■ 目標 ■
展覧会の案内文のうち、「存在する全てのものが彫刻に見」で始まり「する必要を提示してくれます。」で終わる部分を、一字一句変えずに抜き出す。

■ 提示テキスト ■
========

「In search of others」KOTARO NUKAGA

「In search of others」KOTARO NUKAGA

名称:「In search of others」KOTARO NUKAGA
会期:2022年5月14日(土)~2022年6月25日(土)
開館時間:11:00 〜 18:00
休館日:月曜、日曜、祝日
入場料:無料
会場:KOTARO NUKAGA
住所:〒140-0002 東京都品川区東品川1-33-10 TERRADA Art Complex 3F
TEL:03-6433-1247​
URL:KOTARO NUKAGA 

KOTARO NUKAGAでは、5月14日(土)から6月25日(土)まで、グループ展“In search of others”を開催します。本展は平子雄一がキュレーションをする初のグループ展となり、「他者」として存在するヒトをテーマに、国内外から平子を含む、伊佐治雄悟、王冠蓁、熊野海、高橋直宏、陳雲、寺本明志、という7名のアーティストが参加します。
存在する全てのものが彫刻に見えてきたと言う伊佐治雄悟は、主に可塑性のあるプラスティック製品を素材として、人間の顔のようなモデルや丸く膨張させたボトルなどのファウンド・オブジェを制作し、無機質な日用品に内在する生命感を感じさせます。王冠蓁はペインティングと陶器の二つのジャンルを横断し、無邪気さと奇妙性を兼ね備えた人物像や、切り取った身体を形にした陶器を制作することで、感情が溢れた人間と「非個性」な器物の間の境界にアプローチします。一方、熊野海は壮大な光景を映す作品を展開しています。彼のペインティングは、鮮やかな色彩を用い、煙が溢れた現代社会の闇の中に、カオスと共に暮らしている人間社会を描き出します。また、高橋直宏が主に制作している人体の木彫は、身体が断片的に繋がれたり、糸繰り人形のようであったり、各部位を不自然に組み合わせ、異形を表現することによって、物理的な制約の下に人間をどう考察していくか問いかけます。記憶の具現化を表現のテーマとする陳雲は、2〜3枚のパネルを組み合わせることによるモンタージュ的な手法を用い、抽象と具象を同時に提示することで、日常的に目にするモダンスタイルの人物をリリカルな映画のようなシーンに登場させます。そして、寺本明志の絵画は、日常のモチーフを異なる空間に配置することで、非日常な景色を作り出します。鑑賞者を自然態と違和感の間に行き来させ、我々が生きている環境にあるさまざまな要素(人間を含む)の関係性を再考する必要を提示してくれます。

========

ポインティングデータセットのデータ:
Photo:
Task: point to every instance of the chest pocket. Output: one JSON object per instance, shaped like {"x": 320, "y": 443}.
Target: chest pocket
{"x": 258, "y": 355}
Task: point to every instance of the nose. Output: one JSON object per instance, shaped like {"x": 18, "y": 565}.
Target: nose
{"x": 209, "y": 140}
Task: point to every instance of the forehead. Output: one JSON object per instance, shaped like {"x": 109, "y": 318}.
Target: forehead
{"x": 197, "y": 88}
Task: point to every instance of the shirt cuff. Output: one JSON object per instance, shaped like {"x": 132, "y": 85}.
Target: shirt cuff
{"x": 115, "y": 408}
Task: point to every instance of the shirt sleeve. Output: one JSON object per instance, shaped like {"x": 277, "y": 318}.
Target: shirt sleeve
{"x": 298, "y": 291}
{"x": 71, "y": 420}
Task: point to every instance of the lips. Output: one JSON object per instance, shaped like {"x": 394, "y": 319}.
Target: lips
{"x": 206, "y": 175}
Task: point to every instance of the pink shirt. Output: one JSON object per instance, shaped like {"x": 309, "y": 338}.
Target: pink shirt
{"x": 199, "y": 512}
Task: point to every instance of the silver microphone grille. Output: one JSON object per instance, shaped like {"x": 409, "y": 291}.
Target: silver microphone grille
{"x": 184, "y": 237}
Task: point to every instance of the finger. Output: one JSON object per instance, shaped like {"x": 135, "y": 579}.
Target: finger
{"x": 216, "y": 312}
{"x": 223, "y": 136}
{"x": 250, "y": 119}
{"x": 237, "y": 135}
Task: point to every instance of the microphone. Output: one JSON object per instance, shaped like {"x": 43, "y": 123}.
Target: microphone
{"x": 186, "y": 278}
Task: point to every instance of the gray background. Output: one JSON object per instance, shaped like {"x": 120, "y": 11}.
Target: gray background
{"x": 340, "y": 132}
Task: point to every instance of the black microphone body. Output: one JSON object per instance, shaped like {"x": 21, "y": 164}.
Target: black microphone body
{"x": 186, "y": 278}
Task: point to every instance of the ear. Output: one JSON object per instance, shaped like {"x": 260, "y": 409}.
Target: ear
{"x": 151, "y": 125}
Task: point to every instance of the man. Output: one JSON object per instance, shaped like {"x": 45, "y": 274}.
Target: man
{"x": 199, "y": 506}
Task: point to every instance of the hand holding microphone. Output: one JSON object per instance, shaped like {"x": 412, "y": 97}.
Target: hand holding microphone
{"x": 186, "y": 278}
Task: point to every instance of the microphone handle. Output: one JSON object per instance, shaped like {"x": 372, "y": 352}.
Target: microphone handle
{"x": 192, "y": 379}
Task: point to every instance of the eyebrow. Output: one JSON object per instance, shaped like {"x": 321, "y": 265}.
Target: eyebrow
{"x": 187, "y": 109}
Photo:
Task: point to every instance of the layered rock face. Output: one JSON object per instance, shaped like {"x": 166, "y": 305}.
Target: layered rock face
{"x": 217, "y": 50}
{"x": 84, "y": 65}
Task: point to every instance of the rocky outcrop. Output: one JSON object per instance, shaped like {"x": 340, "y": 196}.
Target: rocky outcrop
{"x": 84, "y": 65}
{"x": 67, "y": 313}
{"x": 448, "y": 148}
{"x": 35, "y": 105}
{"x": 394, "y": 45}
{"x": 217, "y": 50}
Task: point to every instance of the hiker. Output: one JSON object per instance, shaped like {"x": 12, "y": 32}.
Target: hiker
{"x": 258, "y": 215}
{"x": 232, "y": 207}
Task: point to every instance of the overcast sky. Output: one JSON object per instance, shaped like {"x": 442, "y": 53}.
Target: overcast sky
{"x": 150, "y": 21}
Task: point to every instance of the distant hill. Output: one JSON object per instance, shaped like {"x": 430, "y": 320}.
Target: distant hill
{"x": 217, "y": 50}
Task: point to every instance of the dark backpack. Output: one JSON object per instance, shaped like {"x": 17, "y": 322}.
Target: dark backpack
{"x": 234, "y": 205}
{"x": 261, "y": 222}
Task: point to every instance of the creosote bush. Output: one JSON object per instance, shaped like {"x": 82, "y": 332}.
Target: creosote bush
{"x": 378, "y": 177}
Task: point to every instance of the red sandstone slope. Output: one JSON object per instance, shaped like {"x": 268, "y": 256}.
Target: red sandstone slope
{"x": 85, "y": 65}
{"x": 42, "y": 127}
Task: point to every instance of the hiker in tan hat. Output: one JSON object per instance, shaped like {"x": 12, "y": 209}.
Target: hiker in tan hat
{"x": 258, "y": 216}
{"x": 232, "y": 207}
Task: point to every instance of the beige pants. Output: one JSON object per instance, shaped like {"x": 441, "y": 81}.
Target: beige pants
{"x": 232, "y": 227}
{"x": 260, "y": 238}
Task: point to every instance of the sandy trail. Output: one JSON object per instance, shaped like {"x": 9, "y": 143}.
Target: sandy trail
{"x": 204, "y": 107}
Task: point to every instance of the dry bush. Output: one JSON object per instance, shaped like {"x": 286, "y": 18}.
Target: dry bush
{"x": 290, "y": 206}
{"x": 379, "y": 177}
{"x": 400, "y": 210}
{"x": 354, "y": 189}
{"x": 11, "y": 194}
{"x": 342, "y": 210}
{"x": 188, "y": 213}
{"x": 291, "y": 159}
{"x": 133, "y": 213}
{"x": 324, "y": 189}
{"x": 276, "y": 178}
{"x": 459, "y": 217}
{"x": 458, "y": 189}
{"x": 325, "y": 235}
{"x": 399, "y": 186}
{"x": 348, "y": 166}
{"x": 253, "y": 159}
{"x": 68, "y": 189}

========

■ タスクの回答 ■
存在する全てのものが彫刻に見えてきたと言う伊佐治雄悟は、主に可塑性のあるプラスティック製品を素材として、人間の顔のようなモデルや丸く膨張させたボトルなどのファウンド・オブジェを制作し、無機質な日用品に内在する生命感を感じさせます。王冠蓁はペインティングと陶器の二つのジャンルを横断し、無邪気さと奇妙性を兼ね備えた人物像や、切り取った身体を形にした陶器を制作することで、感情が溢れた人間と「非個性」な器物の間の境界にアプローチします。一方、熊野海は壮大な光景を映す作品を展開しています。彼のペインティングは、鮮やかな色彩を用い、煙が溢れた現代社会の闇の中に、カオスと共に暮らしている人間社会を描き出します。また、高橋直宏が主に制作している人体の木彫は、身体が断片的に繋がれたり、糸繰り人形のようであったり、各部位を不自然に組み合わせ、異形を表現することによって、物理的な制約の下に人間をどう考察していくか問いかけます。記憶の具現化を表現のテーマとする陳雲は、2〜3枚のパネルを組み合わせることによるモンタージュ的な手法を用い、抽象と具象を同時に提示することで、日常的に目にするモダンスタイルの人物をリリカルな映画のようなシーンに登場させます。そして、寺本明志の絵画は、日常のモチーフを異なる空間に配置することで、非日常な景色を作り出します。鑑賞者を自然態と違和感の間に行き来させ、我々が生きている環境にあるさまざまな要素(人間を含む)の関係性を再考する必要を提示してくれます。